◆ WHAT THIS TASK INVOLVES ◆
Rewrite everything in the records below, from the first line down to the line that contains "59 L 24 113", as a numbered list with blank lines left out.

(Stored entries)
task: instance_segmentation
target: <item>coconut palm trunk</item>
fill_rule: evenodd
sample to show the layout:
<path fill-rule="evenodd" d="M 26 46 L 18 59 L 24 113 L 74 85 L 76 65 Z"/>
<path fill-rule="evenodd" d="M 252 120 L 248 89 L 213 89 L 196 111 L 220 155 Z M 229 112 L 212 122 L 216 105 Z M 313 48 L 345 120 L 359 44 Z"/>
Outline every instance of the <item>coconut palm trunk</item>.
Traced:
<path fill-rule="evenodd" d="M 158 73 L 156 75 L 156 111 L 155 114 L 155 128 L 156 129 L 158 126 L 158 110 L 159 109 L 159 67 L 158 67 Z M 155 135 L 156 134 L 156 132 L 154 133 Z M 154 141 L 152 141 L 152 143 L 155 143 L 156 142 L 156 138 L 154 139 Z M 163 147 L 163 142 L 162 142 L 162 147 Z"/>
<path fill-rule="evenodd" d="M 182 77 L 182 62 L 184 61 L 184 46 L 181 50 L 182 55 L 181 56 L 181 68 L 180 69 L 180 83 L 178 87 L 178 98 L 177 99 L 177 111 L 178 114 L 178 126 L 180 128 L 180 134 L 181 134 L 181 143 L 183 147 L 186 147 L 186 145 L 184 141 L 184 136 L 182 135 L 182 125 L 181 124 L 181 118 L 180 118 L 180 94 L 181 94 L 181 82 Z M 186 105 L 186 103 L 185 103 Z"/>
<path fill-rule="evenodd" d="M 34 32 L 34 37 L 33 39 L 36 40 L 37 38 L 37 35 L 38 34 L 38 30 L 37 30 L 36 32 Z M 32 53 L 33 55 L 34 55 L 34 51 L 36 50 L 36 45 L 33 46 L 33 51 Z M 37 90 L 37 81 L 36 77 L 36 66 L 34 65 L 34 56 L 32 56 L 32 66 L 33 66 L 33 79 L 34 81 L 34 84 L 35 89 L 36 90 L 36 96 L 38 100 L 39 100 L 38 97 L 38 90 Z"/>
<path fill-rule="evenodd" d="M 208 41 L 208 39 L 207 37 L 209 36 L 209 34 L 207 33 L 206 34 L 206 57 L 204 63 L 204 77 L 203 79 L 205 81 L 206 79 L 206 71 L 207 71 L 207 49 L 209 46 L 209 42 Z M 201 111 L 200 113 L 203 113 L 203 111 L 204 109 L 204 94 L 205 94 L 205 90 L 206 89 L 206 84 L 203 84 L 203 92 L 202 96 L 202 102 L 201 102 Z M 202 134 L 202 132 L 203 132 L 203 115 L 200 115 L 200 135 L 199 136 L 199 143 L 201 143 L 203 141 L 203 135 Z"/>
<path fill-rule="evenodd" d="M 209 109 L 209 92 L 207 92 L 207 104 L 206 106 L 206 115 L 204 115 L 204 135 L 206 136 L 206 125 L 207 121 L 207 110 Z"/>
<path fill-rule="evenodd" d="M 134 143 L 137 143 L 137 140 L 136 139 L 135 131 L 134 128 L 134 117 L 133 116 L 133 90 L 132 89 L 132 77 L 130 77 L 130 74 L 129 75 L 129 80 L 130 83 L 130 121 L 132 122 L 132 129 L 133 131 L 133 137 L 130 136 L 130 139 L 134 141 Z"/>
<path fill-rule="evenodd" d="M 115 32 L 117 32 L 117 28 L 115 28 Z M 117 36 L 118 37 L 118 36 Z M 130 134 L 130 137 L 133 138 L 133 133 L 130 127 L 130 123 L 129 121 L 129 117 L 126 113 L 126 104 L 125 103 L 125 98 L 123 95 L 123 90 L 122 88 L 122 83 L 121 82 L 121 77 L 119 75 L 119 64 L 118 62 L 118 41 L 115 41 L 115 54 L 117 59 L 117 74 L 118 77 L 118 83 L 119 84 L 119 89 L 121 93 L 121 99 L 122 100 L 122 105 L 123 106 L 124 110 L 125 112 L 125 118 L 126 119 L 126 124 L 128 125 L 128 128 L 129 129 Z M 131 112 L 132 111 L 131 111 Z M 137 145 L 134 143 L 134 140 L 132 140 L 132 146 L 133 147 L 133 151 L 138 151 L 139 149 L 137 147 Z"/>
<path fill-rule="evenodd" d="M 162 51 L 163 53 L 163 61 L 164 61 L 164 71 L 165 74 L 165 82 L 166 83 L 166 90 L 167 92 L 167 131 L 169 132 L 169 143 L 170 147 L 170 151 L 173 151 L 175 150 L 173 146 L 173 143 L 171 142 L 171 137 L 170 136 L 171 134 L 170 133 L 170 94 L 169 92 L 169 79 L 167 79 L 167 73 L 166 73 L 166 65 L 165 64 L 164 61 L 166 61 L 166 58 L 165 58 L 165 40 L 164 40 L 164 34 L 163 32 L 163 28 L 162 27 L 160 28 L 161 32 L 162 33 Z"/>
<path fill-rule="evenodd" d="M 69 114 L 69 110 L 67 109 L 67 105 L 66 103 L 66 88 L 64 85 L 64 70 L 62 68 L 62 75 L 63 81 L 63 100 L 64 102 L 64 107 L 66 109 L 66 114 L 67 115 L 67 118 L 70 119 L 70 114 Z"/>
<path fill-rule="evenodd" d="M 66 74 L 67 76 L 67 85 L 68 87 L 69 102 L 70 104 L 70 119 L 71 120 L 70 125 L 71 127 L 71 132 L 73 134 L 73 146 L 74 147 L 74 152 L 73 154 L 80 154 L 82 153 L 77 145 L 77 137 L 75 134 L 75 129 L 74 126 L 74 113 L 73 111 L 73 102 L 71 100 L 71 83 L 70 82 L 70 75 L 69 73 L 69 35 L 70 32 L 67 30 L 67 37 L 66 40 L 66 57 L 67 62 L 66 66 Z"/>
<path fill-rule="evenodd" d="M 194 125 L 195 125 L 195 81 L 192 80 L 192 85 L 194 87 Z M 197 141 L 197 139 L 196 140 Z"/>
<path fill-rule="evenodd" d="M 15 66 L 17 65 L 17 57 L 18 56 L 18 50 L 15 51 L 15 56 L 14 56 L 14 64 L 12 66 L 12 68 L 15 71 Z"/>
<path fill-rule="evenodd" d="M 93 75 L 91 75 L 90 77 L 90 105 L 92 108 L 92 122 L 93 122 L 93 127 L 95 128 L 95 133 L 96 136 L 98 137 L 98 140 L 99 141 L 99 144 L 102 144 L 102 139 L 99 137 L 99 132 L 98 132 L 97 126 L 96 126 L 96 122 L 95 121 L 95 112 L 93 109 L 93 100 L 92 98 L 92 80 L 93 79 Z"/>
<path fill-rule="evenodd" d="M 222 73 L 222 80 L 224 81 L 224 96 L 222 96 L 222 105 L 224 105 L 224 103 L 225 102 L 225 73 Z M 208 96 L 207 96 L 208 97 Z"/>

◆ FULL ANSWER ◆
1. task: instance_segmentation
2. target: <item>coconut palm trunk</item>
3. fill_rule: evenodd
4. sample to show the layout:
5. <path fill-rule="evenodd" d="M 26 46 L 18 59 L 24 113 L 74 85 L 76 65 Z"/>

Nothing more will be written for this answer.